▶ _EXERCISE DIRECTIONS_: Copy each entry as it stands, leaving nothing out.

[Excerpts from point annotation data]
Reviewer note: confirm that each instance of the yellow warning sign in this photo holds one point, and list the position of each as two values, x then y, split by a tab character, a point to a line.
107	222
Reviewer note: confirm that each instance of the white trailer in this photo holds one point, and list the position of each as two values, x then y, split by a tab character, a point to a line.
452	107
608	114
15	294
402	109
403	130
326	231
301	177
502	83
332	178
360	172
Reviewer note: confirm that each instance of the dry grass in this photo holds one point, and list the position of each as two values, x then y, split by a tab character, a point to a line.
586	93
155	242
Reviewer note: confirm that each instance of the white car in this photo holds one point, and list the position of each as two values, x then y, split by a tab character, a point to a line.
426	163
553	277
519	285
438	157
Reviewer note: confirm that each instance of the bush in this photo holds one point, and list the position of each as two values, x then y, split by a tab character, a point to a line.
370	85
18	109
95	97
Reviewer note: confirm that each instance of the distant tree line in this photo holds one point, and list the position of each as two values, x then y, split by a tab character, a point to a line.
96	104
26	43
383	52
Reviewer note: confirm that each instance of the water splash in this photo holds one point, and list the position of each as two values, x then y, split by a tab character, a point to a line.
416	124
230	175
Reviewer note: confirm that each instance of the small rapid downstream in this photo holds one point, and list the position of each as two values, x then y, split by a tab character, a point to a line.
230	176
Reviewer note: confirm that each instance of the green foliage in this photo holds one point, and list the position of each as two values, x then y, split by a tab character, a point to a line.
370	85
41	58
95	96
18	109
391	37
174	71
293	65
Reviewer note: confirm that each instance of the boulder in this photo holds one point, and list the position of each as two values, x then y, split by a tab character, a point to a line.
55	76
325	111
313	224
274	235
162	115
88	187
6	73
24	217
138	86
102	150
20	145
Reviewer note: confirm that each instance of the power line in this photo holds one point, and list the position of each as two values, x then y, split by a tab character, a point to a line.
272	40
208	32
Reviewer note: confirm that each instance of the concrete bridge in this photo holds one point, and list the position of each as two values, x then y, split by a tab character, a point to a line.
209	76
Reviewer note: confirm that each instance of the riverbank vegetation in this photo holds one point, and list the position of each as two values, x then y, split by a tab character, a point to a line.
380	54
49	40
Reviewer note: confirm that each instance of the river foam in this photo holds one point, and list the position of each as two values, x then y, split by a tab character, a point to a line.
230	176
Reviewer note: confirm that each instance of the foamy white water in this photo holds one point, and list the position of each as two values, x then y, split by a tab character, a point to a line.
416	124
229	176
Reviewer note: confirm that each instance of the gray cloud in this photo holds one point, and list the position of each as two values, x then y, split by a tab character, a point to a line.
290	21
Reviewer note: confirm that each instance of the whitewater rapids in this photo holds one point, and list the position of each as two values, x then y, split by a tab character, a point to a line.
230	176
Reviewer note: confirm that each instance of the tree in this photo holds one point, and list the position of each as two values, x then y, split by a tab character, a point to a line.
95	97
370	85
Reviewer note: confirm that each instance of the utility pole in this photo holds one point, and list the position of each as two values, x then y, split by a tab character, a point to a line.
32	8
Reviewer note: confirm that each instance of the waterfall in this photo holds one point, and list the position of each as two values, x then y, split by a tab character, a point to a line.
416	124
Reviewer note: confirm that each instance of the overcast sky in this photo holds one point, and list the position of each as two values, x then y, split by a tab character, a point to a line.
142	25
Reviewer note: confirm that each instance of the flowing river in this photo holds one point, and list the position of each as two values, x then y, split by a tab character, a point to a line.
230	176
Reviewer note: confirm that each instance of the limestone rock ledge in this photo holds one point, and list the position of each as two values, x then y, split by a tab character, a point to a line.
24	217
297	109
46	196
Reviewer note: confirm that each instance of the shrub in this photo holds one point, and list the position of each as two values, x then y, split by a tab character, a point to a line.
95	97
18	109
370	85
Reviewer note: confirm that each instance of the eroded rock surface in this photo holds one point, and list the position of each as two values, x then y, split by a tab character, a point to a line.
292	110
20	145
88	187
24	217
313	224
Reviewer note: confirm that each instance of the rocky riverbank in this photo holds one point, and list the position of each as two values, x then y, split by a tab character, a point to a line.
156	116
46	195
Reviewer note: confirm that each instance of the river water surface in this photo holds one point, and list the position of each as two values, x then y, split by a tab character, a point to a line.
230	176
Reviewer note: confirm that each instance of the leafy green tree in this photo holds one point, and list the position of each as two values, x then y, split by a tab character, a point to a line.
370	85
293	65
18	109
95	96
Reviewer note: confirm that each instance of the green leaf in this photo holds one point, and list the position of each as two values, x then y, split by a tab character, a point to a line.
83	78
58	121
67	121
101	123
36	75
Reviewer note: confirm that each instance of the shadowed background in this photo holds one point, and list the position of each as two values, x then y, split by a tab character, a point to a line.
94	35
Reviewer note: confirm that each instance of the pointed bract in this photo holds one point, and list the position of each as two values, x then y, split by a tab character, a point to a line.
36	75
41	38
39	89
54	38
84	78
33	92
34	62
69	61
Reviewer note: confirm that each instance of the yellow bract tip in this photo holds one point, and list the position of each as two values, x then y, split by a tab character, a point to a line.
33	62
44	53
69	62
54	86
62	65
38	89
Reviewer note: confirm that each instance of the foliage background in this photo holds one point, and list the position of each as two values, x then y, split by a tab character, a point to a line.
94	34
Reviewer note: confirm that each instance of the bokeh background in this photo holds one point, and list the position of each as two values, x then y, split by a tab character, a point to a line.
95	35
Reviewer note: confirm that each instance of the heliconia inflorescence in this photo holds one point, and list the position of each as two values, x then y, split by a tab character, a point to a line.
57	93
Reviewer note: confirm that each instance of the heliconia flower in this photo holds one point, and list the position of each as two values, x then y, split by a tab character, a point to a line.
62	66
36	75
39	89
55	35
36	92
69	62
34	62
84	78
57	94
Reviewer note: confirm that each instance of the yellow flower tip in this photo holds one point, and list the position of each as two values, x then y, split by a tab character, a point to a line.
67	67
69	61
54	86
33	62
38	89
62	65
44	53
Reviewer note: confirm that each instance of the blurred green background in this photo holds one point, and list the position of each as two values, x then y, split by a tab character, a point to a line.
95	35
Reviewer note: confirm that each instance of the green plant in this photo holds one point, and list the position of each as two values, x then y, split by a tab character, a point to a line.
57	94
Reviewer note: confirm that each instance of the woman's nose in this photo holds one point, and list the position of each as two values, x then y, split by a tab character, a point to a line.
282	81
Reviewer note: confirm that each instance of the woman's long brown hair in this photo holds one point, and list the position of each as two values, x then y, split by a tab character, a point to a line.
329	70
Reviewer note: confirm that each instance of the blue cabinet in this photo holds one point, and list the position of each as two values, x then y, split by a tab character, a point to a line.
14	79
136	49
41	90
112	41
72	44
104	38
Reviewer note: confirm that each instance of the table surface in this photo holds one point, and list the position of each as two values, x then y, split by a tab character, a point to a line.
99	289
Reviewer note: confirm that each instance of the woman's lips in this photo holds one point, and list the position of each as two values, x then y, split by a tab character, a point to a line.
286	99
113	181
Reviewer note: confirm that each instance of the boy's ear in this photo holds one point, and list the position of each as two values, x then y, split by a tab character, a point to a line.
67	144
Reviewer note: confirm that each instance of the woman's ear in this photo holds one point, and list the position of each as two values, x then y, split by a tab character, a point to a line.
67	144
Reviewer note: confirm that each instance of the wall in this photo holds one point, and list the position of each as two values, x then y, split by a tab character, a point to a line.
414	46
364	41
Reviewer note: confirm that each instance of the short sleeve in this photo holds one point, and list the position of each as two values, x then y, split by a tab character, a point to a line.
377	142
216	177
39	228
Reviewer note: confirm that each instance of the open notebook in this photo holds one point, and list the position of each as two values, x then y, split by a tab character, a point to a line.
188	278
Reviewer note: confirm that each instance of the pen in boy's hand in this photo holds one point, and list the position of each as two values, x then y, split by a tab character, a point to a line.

▶ _SOLUTION TO THIS PROBLEM_:
Reviewer note: confirm that each instance of the yellow warning sign in this photo holds one point, and list the position of each as two values, x then y, split by a tab character, a point to a line.
107	222
Reviewer note: confirm that each instance of the white trailer in this photo holds one point, and list the position of each as two values, x then y, split by a tab character, a point to a line.
452	107
608	114
15	294
402	109
403	130
326	231
301	177
502	83
332	178
360	172
Reviewer note: confirm that each instance of the dry grass in this photo holds one point, and list the position of each as two values, x then y, split by a tab character, a point to a line.
586	93
155	242
Reviewer note: confirm that each instance of the white car in this photo holds one point, and list the position of each as two values, x then y, split by a tab character, a point to a line.
426	163
553	277
519	285
438	157
Reviewer note: confirm that each instance of the bush in this photo holds one point, and list the position of each as two values, x then y, split by a tab character, a point to a line.
370	85
18	109
95	97
Reviewer note: confirm that each instance of the distant tree line in this photo holds one point, and list the position of each as two values, x then y, split by a tab character, a point to a line.
96	104
26	43
383	52
Reviewer note: confirm that each instance of the water splash in this photo holds one point, and list the position of each as two values, x then y, split by a tab character, a point to a line.
416	124
230	175
Reviewer note: confirm that each instance of the small rapid downstream in this photo holds one point, and list the position of each as two values, x then y, split by a tab character, a point to a line.
230	176
Reviewer note: confirm that each instance of the green foliage in this photo holds one point, and list the position of each as two values, x then y, split by a tab character, a point to a line.
370	85
41	58
95	96
18	109
391	37
174	71
293	65
Reviewer note: confirm that each instance of the boulder in this photo holds one point, and list the position of each as two values, x then y, split by a tab character, a point to a line.
55	76
325	111
313	224
274	235
162	115
88	187
6	73
24	217
138	86
102	150
20	145
Reviewer note: confirm that each instance of the power line in this photo holds one point, and list the position of each as two values, x then y, split by a tab character, a point to a line.
272	40
208	32
Reviewer note: confirm that each instance of the concrete bridge in this photo holds one point, and list the position of each as two values, x then y, split by a tab character, a point to a line.
209	76
Reviewer note: confirm that each instance of the riverbank vegetation in this photo holds one point, and list the position of each as two values, x then y, split by a tab character, a point to a line.
380	54
49	40
Reviewer note: confirm that each instance of the river foam in this photo holds one point, and list the position of each as two values, x then y, split by a tab character, a point to a line.
230	176
Reviewer note: confirm that each instance of the foamy white water in this photo holds one point, and list the position of each as two values, x then y, split by a tab character, a point to a line.
416	124
229	176
Reviewer note: confirm that each instance of the gray cloud in this photo holds one point, and list the position of each as two values, x then y, split by a tab character, a point to a line.
290	21
Reviewer note: confirm that each instance of the whitewater rapids in this photo holds one point, and list the position of each as two values, x then y, split by a tab character, a point to a line.
230	176
Reviewer note: confirm that each instance of the tree in this photo holds one point, and list the position of each as two values, x then y, split by a tab character, a point to a line.
95	97
370	85
Reviewer note: confirm that each instance of the utility pole in this photo holds one point, and list the position of each as two values, x then y, split by a tab character, a point to a line.
32	8
Reviewer note: confirm that each instance of the waterfall in this photo holds one point, and list the position of each as two values, x then y, split by a tab character, a point to a line.
416	124
Reviewer note: confirm that each instance of the overcast sky in this photo holds one point, and list the position of each as two values, x then y, split by a tab character, a point to a line.
142	25
Reviewer note: confirm that each instance of the flowing river in this photo holds one point, and list the position of each as two values, x then y, split by a tab character, a point to a line.
230	176
Reviewer note: confirm that each instance of the limestone rock ledge in this photo holds one point, and list the position of each as two values, x then y, split by a tab character, a point to a line.
24	217
297	109
46	196
Reviewer note: confirm that each instance of the shrub in this photo holds one point, and list the position of each as two values, x then y, split by a tab character, a point to a line.
95	97
18	109
370	85
Reviewer note: confirm that each instance of the eroded rock surface in this photo holds one point, and list the position of each as two values, x then y, split by a tab character, a point to a line.
292	110
20	145
88	187
24	217
313	224
Reviewer note: confirm that each instance of the rocky riverbank in this photo holds one point, and list the position of each as two values, x then y, split by a tab character, a point to a line.
156	116
46	195
Reviewer note: confirm that each instance of the river water surface in this photo holds one point, and list the position of each as two values, x then y, split by a tab character, a point to a line.
230	176
Reviewer note: confirm that each instance of the leafy green tree in this photo holds one point, and list the position of each as two values, x then y, split by a tab character, a point to a line.
370	85
293	65
18	109
95	96
Reviewer note: confirm that each instance of the green leaf in this photo holds one point, and list the position of each as two values, x then y, split by a tab character, a point to a line.
83	78
58	121
67	121
101	123
36	75
Reviewer note: confirm that each instance of the shadowed background in this photo holds one point, and list the position of each as two values, x then y, split by a tab character, a point to a line.
94	35
Reviewer note: confirm that each instance of the pointed bract in this photo holds one point, and list the position of each as two values, x then y, split by a tab character, a point to a line.
36	75
41	38
39	89
54	38
84	78
33	92
34	62
69	61
Reviewer note: confirm that each instance of the yellow bract tip in this photo holds one point, and list the position of each as two values, x then y, split by a tab character, a point to a line.
33	62
44	53
69	62
54	86
62	65
38	89
Reviewer note: confirm that each instance of the foliage background in this photo holds one point, and list the position of each as two values, x then y, split by a tab character, a point to a line.
94	34
Reviewer note: confirm that each instance of the bokeh background in this photo holds one point, and list the position of each as two values, x then y, split by a tab character, a point to a line.
95	35
Reviewer note: confirm that each instance of the heliconia inflorescence in this photo holds one point, and list the position of each as two values, x then y, split by a tab character, a point to a line.
57	93
Reviewer note: confirm that each instance of the heliconia flower in this photo holds one point, and list the position of each as two values, x then y, split by a tab character, a point to a line.
62	66
36	75
39	89
55	35
36	92
69	62
34	62
84	78
57	94
Reviewer note: confirm that each instance of the yellow flower tip in this photo holds one point, and list the position of each as two values, x then y, split by a tab character, a point to a line.
67	67
69	61
54	86
33	62
38	89
62	65
44	53
Reviewer note: confirm that each instance of the blurred green background in this photo holds one point, and list the position of each as two values, x then y, split by a tab character, a point to a line.
95	35
Reviewer note: confirm that each instance of the green plant in this photo holds one point, and list the position of each as two values, x then y, split by a tab character, a point to a line.
57	94
Reviewer note: confirm that each instance of the woman's nose in this photo holds one point, and list the position of each as two values, x then y, split by a tab character, a point to a line.
282	81
Reviewer note: confirm that each instance of the woman's long brown hair in this photo holds one point, and list the position of each as two values, x then y, split by a tab character, a point to a line.
329	70
Reviewer note: confirm that each instance of the blue cabinet in this photo holds one point, and list the position of each as two values, x then y, split by a tab character, a point to a line.
14	79
136	49
41	90
112	41
72	44
104	38
Reviewer note: confirm that each instance of the table surface in this photo holds one point, and list the position of each as two values, x then y, split by a tab character, a point to a line.
99	289
Reviewer note: confirm that each instance of the woman's lips in this photo holds one point, and list the position of each as two values, x then y, split by a tab character, a point to a line.
286	99
113	181
Reviewer note: confirm that each instance of the boy's ear in this photo holds one point, and list the position of each as two values, x then y, split by a tab character, a point to a line.
67	144
Reviewer note: confirm that each instance of the woman's ear in this photo holds one point, and list the position of each as two values, x then y, split by a tab character, a point to a line.
67	144
Reviewer note: confirm that each instance of the wall in this photo holds one point, and list the position of each as two values, x then y, split by a tab character, a point to a line.
414	46
364	41
Reviewer note: confirm that each instance of the short sleeve in this photo holds one point, and list the position of each as two values, x then y, split by a tab character, a point to a line.
377	142
216	177
39	228
Reviewer note: confirm that each instance of the open notebook in this photo holds one point, and list the position of each as two values, x then y, split by a tab character, a point to a line.
188	278
Reviewer note: confirm that each instance of the pen in boy's hand in this photo holds one point, and list the position of each as two values, x then y, split by a tab character, a point to a line.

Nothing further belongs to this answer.